- **Directions**:
Your answer must be an exact copy of the records below.

(Beginning of Dataset records)

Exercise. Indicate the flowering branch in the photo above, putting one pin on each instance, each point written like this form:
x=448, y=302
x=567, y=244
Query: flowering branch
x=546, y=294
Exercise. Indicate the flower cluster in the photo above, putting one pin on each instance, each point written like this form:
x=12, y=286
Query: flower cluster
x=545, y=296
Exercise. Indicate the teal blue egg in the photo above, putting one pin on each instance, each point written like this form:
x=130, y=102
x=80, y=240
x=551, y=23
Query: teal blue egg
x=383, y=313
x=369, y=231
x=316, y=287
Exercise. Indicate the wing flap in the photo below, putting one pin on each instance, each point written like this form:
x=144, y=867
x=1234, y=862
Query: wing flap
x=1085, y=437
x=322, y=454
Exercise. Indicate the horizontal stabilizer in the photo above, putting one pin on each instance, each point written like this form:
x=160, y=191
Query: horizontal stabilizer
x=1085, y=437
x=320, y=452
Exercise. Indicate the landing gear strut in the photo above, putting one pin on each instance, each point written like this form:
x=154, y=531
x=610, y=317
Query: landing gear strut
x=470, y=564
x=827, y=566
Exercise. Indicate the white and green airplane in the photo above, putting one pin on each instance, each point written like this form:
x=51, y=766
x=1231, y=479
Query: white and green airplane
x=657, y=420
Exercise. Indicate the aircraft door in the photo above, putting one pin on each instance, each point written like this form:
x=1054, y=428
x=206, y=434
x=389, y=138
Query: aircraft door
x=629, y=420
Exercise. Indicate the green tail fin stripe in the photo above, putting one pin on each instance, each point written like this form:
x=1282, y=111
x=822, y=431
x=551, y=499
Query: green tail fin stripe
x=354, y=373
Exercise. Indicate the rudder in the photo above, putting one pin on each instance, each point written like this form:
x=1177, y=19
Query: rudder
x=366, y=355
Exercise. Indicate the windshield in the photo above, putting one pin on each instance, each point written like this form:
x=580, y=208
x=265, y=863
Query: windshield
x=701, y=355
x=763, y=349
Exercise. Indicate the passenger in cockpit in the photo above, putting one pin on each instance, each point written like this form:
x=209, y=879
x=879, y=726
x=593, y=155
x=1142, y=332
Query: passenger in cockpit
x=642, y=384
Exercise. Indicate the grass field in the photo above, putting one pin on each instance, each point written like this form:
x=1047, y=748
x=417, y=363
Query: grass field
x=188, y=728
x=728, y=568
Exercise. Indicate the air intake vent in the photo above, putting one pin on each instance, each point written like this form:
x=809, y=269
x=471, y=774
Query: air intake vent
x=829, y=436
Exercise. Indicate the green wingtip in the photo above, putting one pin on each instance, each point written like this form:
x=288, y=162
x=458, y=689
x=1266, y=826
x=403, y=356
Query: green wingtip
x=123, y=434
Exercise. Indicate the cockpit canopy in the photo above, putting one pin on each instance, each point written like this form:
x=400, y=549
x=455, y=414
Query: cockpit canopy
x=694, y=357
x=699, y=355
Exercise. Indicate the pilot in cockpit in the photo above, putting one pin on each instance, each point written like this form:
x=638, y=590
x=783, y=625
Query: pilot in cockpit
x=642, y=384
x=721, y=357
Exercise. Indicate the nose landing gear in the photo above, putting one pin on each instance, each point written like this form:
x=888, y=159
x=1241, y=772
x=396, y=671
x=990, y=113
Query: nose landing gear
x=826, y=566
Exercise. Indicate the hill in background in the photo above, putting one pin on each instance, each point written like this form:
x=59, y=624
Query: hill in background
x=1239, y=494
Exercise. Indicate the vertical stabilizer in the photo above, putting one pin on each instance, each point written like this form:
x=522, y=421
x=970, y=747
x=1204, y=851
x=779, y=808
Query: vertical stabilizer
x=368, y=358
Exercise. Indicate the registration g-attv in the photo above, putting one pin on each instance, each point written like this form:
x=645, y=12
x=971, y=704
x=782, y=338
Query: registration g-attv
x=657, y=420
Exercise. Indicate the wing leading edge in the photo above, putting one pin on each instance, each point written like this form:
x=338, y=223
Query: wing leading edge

(End of Dataset records)

- **Task solution**:
Exercise. Indicate the flowering branch in the photo above, putting one pin on each instance, each point written like this form:
x=448, y=302
x=567, y=244
Query: flowering branch
x=546, y=294
Exercise. Indicate the flower cluster in the photo above, putting one pin on each instance, each point written like this form:
x=12, y=286
Query: flower cluster
x=545, y=296
Exercise. Indicate the teal blue egg in the photo above, putting one pin on each instance, each point written like this form:
x=130, y=102
x=80, y=240
x=551, y=23
Query: teal blue egg
x=383, y=313
x=369, y=231
x=316, y=287
Exercise. Indicate the wing flap in the photo below, putting one pin on each instance, each point written like this form:
x=144, y=867
x=1234, y=862
Query: wing flap
x=1085, y=437
x=322, y=454
Exercise. Indicate the horizontal stabilizer in the photo above, putting one pin on each instance, each point written like this form:
x=160, y=191
Query: horizontal stabilizer
x=1085, y=437
x=320, y=452
Exercise. Indicate the landing gear strut in the photo above, putting one pin on each instance, each point written like this form:
x=154, y=531
x=610, y=317
Query: landing gear strut
x=470, y=564
x=827, y=566
Exercise. Indicate the white and green airplane in the photo above, putting one pin on each instance, each point written like this form:
x=51, y=766
x=1231, y=479
Query: white and green airplane
x=657, y=420
Exercise. Indicate the aircraft door in the photo above, putting one pin on each instance, each point written like this form:
x=1054, y=428
x=206, y=434
x=389, y=138
Query: aircraft door
x=629, y=420
Exercise. Indicate the green tail fin stripe in the photo above, putting one pin on each instance, each point written like this form:
x=1282, y=111
x=822, y=431
x=551, y=499
Query: green tail fin stripe
x=354, y=373
Exercise. Indicate the rudder in the photo above, putting one pin on each instance, each point written like this form:
x=1177, y=19
Query: rudder
x=366, y=355
Exercise. Indicate the windshield in the photo above, putting one pin on each instance, each point written like this form:
x=580, y=208
x=265, y=863
Query: windshield
x=701, y=355
x=763, y=349
Exercise. Indicate the passenger in cockpit in the photo above, putting one pin on each instance, each point written like this form:
x=209, y=879
x=879, y=726
x=593, y=155
x=1142, y=332
Query: passenger in cockpit
x=642, y=384
Exercise. Indicate the grass field in the photo above, putting one pin on each instance, each point written like this form:
x=1047, y=748
x=417, y=363
Query: grass field
x=188, y=728
x=728, y=568
Exercise. Indicate the air intake vent in the photo above, putting one pin on each instance, each point written like this form:
x=809, y=269
x=471, y=774
Query: air intake vent
x=829, y=436
Exercise. Indicate the green wingtip in the photo above, putting one pin on each instance, each point written like this form:
x=288, y=162
x=458, y=689
x=1266, y=826
x=403, y=356
Query: green wingtip
x=123, y=434
Exercise. Indicate the cockpit canopy in the photo above, putting one pin on each instance, each point written like this form:
x=400, y=549
x=455, y=414
Query: cockpit canopy
x=694, y=357
x=699, y=355
Exercise. Indicate the pilot in cockpit in the photo above, putting one pin on each instance, each point written like this form:
x=638, y=590
x=783, y=625
Query: pilot in cockpit
x=642, y=384
x=721, y=357
Exercise. Indicate the nose landing gear in the photo above, putting one pin on each instance, each point written like this form:
x=888, y=159
x=1241, y=772
x=396, y=671
x=990, y=113
Query: nose landing gear
x=826, y=566
Exercise. Indicate the hill in background in the photo above, putting one pin on each instance, each point written like this form:
x=59, y=624
Query: hill in background
x=1239, y=494
Exercise. Indicate the vertical stabilizer in the photo above, putting one pin on each instance, each point written like this form:
x=522, y=421
x=970, y=747
x=1204, y=851
x=779, y=808
Query: vertical stabilizer
x=368, y=358
Exercise. Indicate the registration g-attv in the photo above, putting one pin on each instance, each point written like this form:
x=645, y=12
x=971, y=704
x=782, y=338
Query: registration g-attv
x=657, y=420
Exercise. Indicate the wing leading edge in the photo above, putting one pin on each instance, each point written like this form:
x=338, y=223
Query: wing leading edge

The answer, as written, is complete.